Page excerpt –
Monitor ESXi Free datastores

bmekler · Post by **bmekler** » Tue Apr 17, 2012 5:01 am

I have a number of ESXi 4.1 Free servers at various locations where I'd like to monitor datastore utilization using HostMonitor RMA. This being ESXi, I can't install anything on the service console, and with the free version, I don't have access to SNMP. However, I can enable SSH access to console and run commands remotely. For instance, if I run the following command, I get a simple two-digit integer number that gives me utilization percentage of a specific datastore:

df | grep '4f460e19' | grep -o [0-9][0-9]% | grep -o [0-9][0-9]

Where '4f460e19' is the datastore ID.

Question is, how do I get the RMA to execute this command against ESXi host via SSH, and then evaluate the result against a specific value - for instance, raise alert if the value returned is higher than 80. Is it even possible?

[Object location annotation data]
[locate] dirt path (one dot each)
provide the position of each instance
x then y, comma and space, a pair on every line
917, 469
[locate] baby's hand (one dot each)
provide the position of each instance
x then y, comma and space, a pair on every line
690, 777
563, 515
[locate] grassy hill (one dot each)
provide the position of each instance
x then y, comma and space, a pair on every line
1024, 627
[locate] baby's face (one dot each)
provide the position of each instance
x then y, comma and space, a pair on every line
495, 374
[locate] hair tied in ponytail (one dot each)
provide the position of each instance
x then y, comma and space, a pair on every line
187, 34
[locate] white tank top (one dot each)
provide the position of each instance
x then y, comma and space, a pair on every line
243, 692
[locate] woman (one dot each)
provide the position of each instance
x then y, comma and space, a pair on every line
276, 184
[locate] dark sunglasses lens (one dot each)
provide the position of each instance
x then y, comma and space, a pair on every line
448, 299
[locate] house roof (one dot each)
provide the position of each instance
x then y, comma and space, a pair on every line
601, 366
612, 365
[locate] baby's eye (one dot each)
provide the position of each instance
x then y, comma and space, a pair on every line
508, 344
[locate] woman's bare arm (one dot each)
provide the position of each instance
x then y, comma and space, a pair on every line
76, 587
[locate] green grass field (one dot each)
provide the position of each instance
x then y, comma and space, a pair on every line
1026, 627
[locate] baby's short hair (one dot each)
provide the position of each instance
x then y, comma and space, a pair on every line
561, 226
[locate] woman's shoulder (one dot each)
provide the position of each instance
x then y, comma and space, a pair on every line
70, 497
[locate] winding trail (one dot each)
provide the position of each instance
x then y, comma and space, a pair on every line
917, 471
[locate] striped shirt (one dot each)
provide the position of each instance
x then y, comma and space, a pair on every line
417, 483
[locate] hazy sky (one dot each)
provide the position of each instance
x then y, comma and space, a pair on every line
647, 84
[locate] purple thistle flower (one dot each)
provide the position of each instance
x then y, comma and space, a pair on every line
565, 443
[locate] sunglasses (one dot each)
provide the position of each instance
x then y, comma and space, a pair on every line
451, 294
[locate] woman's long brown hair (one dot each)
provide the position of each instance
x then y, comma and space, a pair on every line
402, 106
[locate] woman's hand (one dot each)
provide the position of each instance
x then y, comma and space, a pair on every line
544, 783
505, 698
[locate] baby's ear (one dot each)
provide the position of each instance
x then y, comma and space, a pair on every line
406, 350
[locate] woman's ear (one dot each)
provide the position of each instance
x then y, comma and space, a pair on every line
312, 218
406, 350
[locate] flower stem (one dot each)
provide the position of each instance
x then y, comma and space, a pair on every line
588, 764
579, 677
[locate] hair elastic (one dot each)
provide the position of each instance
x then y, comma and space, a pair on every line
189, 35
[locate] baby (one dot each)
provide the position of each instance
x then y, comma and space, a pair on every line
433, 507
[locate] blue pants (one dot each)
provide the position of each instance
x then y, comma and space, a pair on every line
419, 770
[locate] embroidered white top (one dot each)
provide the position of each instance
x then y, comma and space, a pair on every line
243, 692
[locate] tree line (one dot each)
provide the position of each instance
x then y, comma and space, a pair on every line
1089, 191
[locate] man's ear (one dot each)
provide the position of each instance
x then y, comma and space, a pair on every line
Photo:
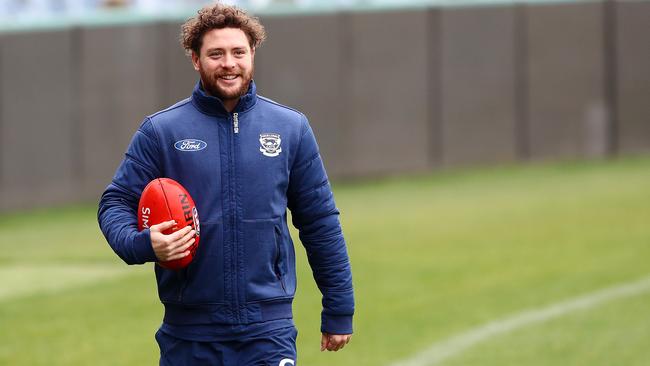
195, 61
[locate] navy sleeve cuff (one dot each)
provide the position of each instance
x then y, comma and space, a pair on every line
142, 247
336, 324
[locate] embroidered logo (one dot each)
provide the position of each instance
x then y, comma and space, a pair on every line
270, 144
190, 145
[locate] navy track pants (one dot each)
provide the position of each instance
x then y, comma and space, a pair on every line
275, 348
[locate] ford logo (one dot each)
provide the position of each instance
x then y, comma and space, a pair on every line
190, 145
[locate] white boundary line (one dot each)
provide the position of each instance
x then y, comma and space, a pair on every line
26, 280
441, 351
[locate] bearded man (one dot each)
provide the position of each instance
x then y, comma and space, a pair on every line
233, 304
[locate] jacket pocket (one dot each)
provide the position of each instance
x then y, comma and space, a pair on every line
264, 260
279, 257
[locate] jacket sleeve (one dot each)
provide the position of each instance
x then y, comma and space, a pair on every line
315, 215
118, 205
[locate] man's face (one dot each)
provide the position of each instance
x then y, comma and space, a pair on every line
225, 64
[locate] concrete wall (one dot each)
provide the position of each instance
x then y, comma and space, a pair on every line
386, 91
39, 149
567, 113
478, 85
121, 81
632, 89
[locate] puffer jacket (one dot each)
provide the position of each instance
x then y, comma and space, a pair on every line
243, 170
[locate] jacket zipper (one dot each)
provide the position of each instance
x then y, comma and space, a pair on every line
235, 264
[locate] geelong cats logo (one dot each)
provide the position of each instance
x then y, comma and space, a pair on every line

---

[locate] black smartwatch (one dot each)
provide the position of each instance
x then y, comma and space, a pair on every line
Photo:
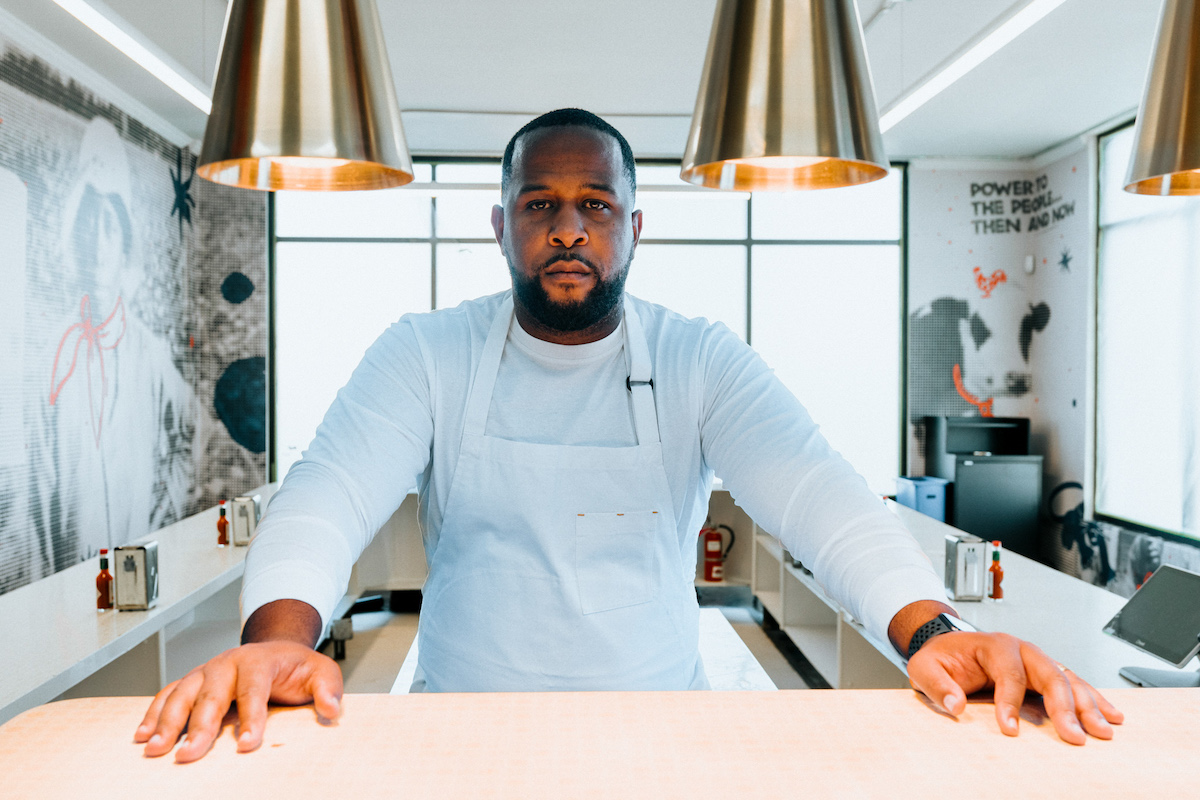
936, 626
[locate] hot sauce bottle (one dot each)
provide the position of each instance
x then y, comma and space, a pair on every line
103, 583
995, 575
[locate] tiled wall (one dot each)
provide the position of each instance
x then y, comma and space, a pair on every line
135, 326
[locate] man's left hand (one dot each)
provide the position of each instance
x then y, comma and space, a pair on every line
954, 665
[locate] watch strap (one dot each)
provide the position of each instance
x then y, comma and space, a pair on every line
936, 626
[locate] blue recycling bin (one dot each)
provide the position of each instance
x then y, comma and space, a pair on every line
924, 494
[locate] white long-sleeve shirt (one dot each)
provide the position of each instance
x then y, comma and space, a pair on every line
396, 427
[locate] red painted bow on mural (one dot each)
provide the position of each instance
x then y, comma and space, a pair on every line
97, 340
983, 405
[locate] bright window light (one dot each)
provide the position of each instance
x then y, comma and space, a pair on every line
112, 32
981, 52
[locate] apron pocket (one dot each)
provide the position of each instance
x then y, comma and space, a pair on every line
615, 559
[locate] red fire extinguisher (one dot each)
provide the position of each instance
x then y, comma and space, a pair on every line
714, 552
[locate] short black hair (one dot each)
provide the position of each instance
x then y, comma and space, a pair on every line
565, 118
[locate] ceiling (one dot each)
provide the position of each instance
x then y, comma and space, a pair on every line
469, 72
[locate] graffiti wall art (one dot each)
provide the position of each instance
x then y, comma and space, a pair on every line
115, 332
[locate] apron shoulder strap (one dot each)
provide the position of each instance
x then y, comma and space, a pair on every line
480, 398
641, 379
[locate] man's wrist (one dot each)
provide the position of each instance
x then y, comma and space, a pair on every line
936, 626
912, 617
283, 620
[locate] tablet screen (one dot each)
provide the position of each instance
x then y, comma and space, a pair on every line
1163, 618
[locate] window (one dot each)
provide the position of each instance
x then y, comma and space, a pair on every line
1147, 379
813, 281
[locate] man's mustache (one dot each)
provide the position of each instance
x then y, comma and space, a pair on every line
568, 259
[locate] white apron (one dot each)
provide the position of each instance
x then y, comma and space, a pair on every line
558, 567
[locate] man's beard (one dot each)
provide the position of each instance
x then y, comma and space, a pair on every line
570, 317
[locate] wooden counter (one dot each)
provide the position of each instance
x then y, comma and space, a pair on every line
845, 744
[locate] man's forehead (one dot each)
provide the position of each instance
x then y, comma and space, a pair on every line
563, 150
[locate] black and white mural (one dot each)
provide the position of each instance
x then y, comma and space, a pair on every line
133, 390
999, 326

Goals –
1) Return the passage of the ESXi datastore post starting with "I have a number" and going on through "it even possible?".
2) Answer the following from the ESXi datastore post:
(a) Which version of ESXi do the servers run?
(b) What does '4f460e19' stand for in the command?
(c) Above what value should an alert be raised in the example given?
3) Extend the ESXi datastore post beyond its final sentence.
The material shown above has no connection to the ESXi datastore post.

Task responses –
1)
I have a number of ESXi 4.1 Free servers at various locations where I'd like to monitor datastore utilization using HostMonitor RMA. This being ESXi, I can't install anything on the service console, and with the free version, I don't have access to SNMP. However, I can enable SSH access to console and run commands remotely. For instance, if I run the following command, I get a simple two-digit integer number that gives me utilization percentage of a specific datastore:

df | grep '4f460e19' | grep -o [0-9][0-9]% | grep -o [0-9][0-9]

Where '4f460e19' is the datastore ID.

Question is, how do I get the RMA to execute this command against ESXi host via SSH, and then evaluate the result against a specific value - for instance, raise alert if the value returned is higher than 80. Is it even possible?

2)
(a) ESXi 4.1 Free
(b) The datastore ID
(c) 80

3)
KS-Soft · Post by **KS-Soft** » Tue Apr 17, 2012 6:25 am

Quote from the manual
===============
Check for
SSH test allows you to check result of the command execution in 3 different ways:
1) ...
2) ...
3) Check for Shell Script result
HostMonitor checks output text for specially formatted result string. I.e. result of the command execution should follow the same rules as Shell Script
===============

Requirements to the script:
...
The script or external program must write to stdout (standard output stream) single result string. This string should contain 3 parts separated by colon (:).
First obligatory part - marker "scriptres" tells to HostMonitor or RMA that this string is the result string.
...
Second obligatory part represents the test status, it can take one of the following values (case insensitive):
...
Third optional part contains Reply value, HostMonitor displays this value in Reply field, writes to log files, uses to displays charts (Log Analyzer), etc. If you want Log Analyzer to process Reply values correctly and display charts, use one of the following formats for Reply value:
- decimal_number (like "123", "0", "6456.45". as decimal separator use symbol that is specified on your system, usually a dot (.) or a comma (,))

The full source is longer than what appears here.